(Saved entries)

============================================================

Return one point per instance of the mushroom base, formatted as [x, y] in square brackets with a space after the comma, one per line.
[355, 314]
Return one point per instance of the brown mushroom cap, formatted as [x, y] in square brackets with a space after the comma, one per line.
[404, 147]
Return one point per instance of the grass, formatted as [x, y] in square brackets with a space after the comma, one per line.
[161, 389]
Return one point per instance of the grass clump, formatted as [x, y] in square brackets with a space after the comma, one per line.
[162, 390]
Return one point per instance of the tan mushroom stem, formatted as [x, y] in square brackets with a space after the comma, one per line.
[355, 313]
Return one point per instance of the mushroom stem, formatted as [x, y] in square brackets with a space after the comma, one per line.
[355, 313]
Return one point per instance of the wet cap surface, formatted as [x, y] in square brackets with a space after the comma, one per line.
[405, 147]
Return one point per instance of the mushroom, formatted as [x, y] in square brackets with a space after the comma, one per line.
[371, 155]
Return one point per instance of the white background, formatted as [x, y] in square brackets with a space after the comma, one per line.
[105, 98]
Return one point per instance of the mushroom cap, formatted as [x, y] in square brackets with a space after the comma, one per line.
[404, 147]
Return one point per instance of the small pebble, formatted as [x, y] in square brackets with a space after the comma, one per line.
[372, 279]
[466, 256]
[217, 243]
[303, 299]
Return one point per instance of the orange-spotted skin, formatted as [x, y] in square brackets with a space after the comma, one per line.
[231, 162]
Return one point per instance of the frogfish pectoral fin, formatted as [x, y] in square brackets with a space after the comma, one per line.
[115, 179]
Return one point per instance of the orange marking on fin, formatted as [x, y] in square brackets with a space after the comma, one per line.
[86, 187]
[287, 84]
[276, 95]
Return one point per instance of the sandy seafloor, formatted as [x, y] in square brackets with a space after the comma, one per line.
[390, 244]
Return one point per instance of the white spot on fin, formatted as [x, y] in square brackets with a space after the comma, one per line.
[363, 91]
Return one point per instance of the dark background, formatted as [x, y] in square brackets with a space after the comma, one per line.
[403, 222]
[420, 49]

============================================================

▶ PROBLEM DESCRIPTION
Please give a word-for-word repetition of the lines from the one containing "Return one point per instance of the sandy" through the last line of the data above, including both, and nothing besides.

▶ TASK SOLUTION
Return one point per instance of the sandy seafloor, formatted as [x, y] in square brackets with a space after the comma, one per line.
[390, 244]
Return one point per instance of the white spot on fin, formatted as [x, y] in square brackets with a space after the comma, one per line.
[363, 91]
Return one point per instance of the dark background, formatted as [x, y] in square brackets with a space after the comma, one per line.
[403, 222]
[420, 49]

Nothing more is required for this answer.